(Referring expression data)
---*---

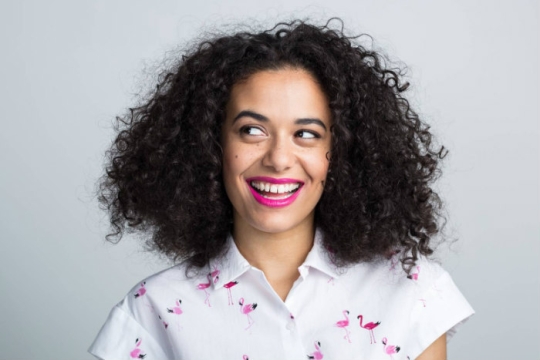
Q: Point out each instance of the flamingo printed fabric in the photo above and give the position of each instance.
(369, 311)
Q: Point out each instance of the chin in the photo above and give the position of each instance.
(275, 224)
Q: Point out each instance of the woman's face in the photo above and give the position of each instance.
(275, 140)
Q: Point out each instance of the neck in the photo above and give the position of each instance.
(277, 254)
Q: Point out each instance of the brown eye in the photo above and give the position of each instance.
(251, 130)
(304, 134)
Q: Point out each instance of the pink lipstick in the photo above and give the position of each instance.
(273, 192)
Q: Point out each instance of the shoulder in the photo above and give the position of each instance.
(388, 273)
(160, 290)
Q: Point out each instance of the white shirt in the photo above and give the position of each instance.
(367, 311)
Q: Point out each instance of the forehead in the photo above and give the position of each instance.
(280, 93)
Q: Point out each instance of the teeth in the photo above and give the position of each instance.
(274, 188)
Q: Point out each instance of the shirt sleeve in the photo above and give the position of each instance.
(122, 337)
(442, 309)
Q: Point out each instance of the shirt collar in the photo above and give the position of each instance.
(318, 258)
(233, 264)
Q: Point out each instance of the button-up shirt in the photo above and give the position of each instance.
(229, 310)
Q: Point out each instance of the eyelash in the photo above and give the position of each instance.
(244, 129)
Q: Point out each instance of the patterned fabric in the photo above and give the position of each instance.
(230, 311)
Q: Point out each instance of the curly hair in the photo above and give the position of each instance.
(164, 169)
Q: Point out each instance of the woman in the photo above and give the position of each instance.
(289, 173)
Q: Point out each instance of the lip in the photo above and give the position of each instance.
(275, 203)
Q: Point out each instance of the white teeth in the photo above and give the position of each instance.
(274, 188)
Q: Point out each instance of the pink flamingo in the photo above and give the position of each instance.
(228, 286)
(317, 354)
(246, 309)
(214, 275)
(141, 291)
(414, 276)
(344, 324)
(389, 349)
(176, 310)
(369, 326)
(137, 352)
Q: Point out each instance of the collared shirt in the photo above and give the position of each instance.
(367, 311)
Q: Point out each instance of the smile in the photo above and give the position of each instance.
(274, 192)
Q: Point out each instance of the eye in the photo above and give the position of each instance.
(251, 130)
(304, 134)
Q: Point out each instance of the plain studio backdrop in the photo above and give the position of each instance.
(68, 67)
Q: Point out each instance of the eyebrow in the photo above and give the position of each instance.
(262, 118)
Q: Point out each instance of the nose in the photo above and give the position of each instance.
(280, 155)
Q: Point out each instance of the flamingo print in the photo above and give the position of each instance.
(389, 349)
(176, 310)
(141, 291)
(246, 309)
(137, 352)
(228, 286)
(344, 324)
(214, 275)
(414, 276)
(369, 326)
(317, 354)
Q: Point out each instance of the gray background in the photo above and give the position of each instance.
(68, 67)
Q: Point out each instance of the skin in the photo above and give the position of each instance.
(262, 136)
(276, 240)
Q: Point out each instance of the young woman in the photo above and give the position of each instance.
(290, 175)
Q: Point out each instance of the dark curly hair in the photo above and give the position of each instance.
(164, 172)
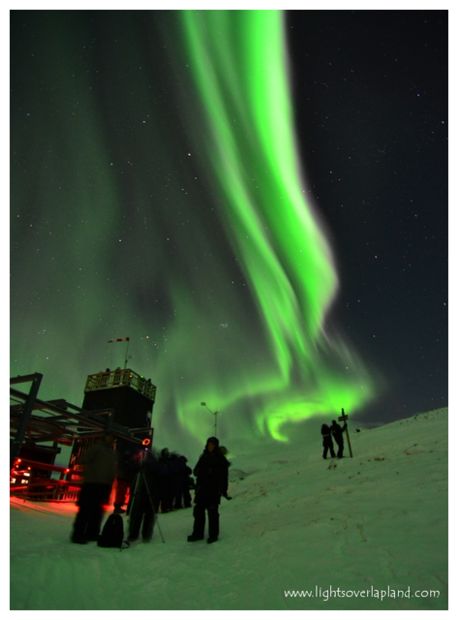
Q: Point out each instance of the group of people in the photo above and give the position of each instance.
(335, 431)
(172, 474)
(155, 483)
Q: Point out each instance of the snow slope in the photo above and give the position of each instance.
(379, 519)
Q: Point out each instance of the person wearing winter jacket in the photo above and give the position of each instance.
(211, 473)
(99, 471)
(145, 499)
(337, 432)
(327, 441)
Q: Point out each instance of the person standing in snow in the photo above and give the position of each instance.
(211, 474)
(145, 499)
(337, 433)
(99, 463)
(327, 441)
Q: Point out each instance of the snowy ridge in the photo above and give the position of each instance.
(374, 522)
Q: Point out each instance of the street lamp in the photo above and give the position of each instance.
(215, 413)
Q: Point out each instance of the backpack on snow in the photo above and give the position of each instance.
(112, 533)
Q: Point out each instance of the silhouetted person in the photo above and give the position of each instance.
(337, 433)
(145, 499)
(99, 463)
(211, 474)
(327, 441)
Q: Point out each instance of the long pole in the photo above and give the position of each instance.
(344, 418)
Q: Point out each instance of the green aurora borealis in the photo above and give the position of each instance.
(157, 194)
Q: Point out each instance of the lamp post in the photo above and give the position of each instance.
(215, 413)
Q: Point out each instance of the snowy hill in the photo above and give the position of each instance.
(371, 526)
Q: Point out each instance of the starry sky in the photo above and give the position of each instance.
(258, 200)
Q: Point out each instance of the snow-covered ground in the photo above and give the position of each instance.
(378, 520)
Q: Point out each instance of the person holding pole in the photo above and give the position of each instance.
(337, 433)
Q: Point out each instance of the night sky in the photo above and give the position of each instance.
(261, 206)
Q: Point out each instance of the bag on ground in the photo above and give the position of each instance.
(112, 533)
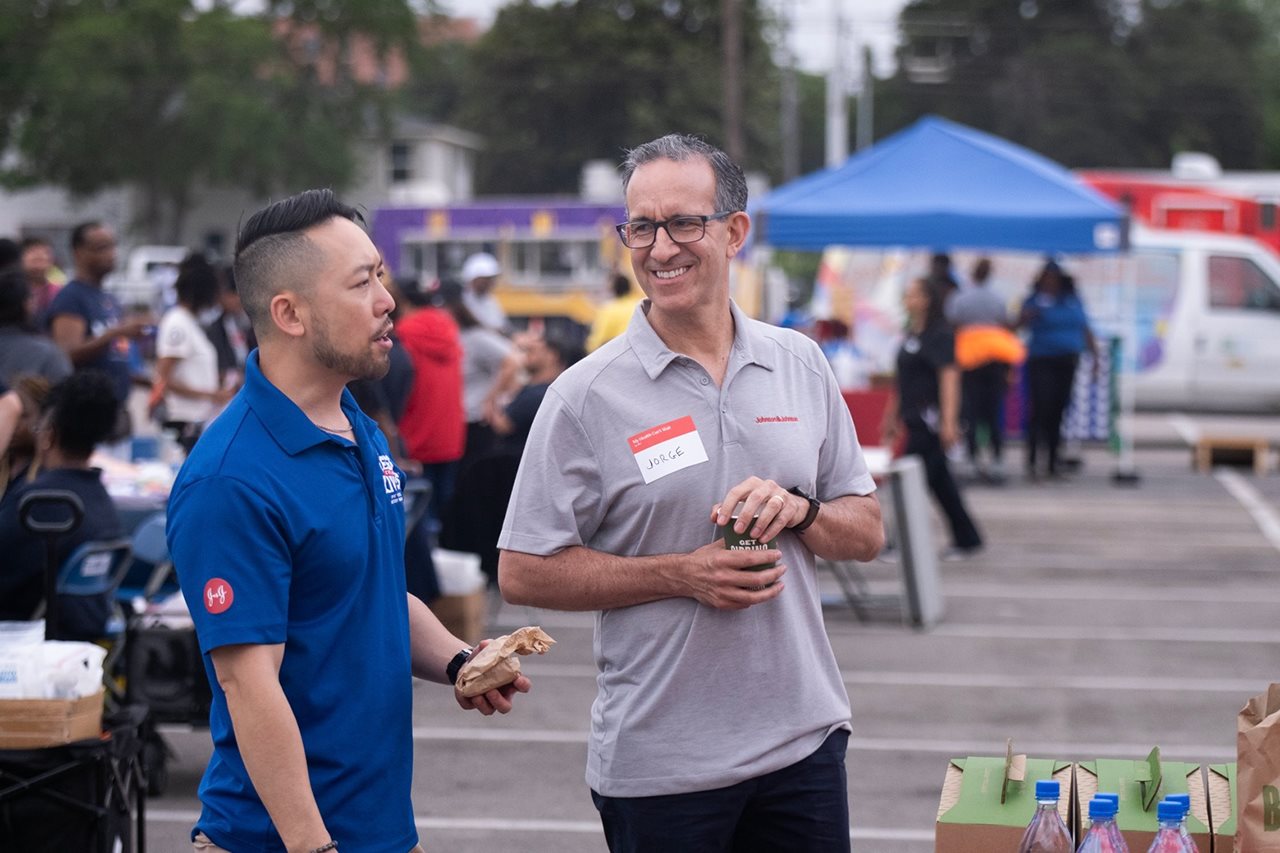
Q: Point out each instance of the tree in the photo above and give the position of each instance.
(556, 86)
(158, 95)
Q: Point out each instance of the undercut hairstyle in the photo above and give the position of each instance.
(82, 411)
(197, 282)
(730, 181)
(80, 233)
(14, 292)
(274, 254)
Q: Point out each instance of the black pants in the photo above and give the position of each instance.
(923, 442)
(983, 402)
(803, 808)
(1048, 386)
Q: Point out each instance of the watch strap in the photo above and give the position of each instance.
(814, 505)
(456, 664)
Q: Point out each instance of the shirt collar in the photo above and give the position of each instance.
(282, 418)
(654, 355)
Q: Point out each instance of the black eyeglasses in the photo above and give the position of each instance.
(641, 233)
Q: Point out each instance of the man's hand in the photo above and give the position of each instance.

---*---

Prompt:
Your reply should be the entries above, repeated exactly and free of pictures.

Written response:
Q: Point out each instance of the flamingo printed fabric in the photo above and give the position of each instance.
(369, 311)
Q: Point out each instance of the chin in the photo above and give the position of each instance.
(275, 224)
Q: Point out each instance of the woman's face in the photo above and give the position of each instance.
(275, 140)
Q: Point out each instance of the neck in the photo above and give the position of each instance.
(277, 254)
Q: Point out each instance of the brown eye in the photo above and give the position of each instance.
(251, 130)
(304, 134)
Q: Point out each instance of the pink lipstick in the photo above and give the position of each instance.
(273, 192)
Q: Point out each instance of the shoulder in the photo above and give the position of each instance.
(388, 273)
(160, 290)
Q: Point out each instance of the white shirt in the photo above and give the position of each instance.
(367, 311)
Q: Point out each instance of the forehead in the photo above and give the position of each instance.
(280, 93)
Q: Point out each instance of the teeth in the photo above and give the position of each instance.
(274, 188)
Q: Point out each instance of the shirt sleeve in the photo above and give the position of each instance.
(122, 337)
(442, 309)
Q: Point out each instance of the shirt collar in the photo above and give the position of each instance.
(318, 258)
(233, 264)
Q: Point out each instance of the button-up shirt in the photo above and give the position of each instance.
(229, 310)
Q: Point out each instance of the eyelash in the photo above and give the position of each instance.
(244, 129)
Q: Point out each instance of the patterned fabric in the photo above and give the position of each instance.
(230, 311)
Q: Point out each instance of the curly hair in the photo above and give the position of each instance.
(164, 169)
Q: Point out each instance of the woman in the photo above and give the position of each instance.
(289, 173)
Q: Point out each instance of the lip in the photo above and give the position of each instance.
(275, 203)
Q: Point out each instance of the white teeth in the photo above and give the position of each instance.
(274, 188)
Q: Point out each instance of the pink flamingo in the photo above and give the position of each instance.
(228, 286)
(317, 354)
(246, 309)
(214, 275)
(141, 291)
(414, 276)
(344, 324)
(389, 349)
(176, 310)
(369, 326)
(137, 352)
Q: Point out each instance of the collared shirt in the photo above and give the position of each instance.
(367, 311)
Q: Point out each instance of the smile in the photo above and give the position of each instance.
(274, 192)
Q: Point out each instance of the eye in the photo above and give the position of each instance.
(251, 130)
(304, 134)
Q: Point out each instance of the plain studio backdrop in the photo above and give the position of each instance.
(68, 67)
Q: Point out each instance of the eyebrow in the photo above and give the position of each instance.
(262, 118)
Q: Point out each instance of the nose in the photo above and give the position of each instance.
(280, 155)
Q: Point out each instance of the flamingo print in the photo above and give the position of each instance.
(389, 349)
(176, 310)
(141, 291)
(246, 309)
(137, 352)
(228, 286)
(344, 324)
(214, 275)
(414, 276)
(369, 326)
(317, 354)
Q: Point out each instance of the gray background in the photo above and give the position of each instance.
(68, 67)
Q: Point out each instance of the skin in the photo above and give the position of each instance.
(262, 136)
(276, 240)
Q: Point out each instance of the young woman in the photo above and give the position of each instance.
(290, 175)
Q: Point out each instance of the dark curly hair in the photo above and give the position of each instance.
(164, 172)
Q: Point out each instance of the group of people in the photo above and give the position of each instance.
(335, 431)
(172, 474)
(155, 483)
Q: Point out each instance of the snow slope in the photo above and give the position of each instance.
(379, 519)
Q: Point out each instance of the person wearing winter jacket in the photo above and give the position of each instance.
(211, 473)
(99, 471)
(145, 499)
(337, 432)
(327, 441)
Q: Point out each instance of the person standing in snow in the photo above and give the position of each instance.
(211, 474)
(145, 499)
(337, 433)
(99, 463)
(327, 441)
Q: Point out each instance of the snowy ridge in the photo above and give the position of each instance.
(374, 522)
Q: Point out each instance of the street lamp in the photo above and give the position of each instance.
(215, 413)
Q: Point out each instance of the backpack on snow in the photo above and give the position of each instance.
(112, 533)
Q: Point out each instance of the silhouetted person in the photo above and give the position of each instance.
(337, 433)
(145, 499)
(99, 463)
(211, 474)
(327, 441)
Q: Point out each instance of the long pole in the photo above and give the position of each instance.
(344, 418)
Q: Point out each instance of the green aurora borealis in the photo above and give the position of each instance.
(157, 194)
Q: Point out each instance of the lamp post in the photo above and give the position of each instance.
(215, 413)
Q: Point out each instance of the snowy hill in the photo above and give the position of each instance.
(371, 526)
Q: Point out each instance of the starry sky in the photo above and give the position of each instance.
(258, 200)
Q: Point out each instance of the snow-covered ground in the photo above and give the position of each instance.
(378, 520)
Q: Point out each instance of the person holding pole in the photo above and give the position of each instance.
(337, 433)
Q: Point out each instance of the night sky in the photo above and give the position of each instance.
(261, 206)
Q: Point out each instance of the bag on ground in the photo above and give the position of each instance.
(112, 533)
Q: Point out each instance of the tree in the photo above and give the position of each instance.
(556, 86)
(158, 95)
Q: Point out each instance of the undercut hairstyle in the photo above and give the position of each instance.
(82, 411)
(197, 282)
(730, 181)
(80, 233)
(14, 292)
(274, 254)
Q: Point out each instance of the black pants in the photo above and give the position of each instance.
(923, 442)
(983, 402)
(803, 808)
(1048, 386)
Q: Point out each instance of the watch strap in the photo above and give the position of each instance.
(814, 505)
(456, 664)
Q: Point out each instance of the shirt collar in the photo above and give the position of each instance.
(282, 418)
(654, 355)
Q: Point out each instance of the black eyeglasses in the photo above and give the position of each instance.
(641, 233)
Q: Point out each instance of the man's hand in the photo above and give the position of each instance.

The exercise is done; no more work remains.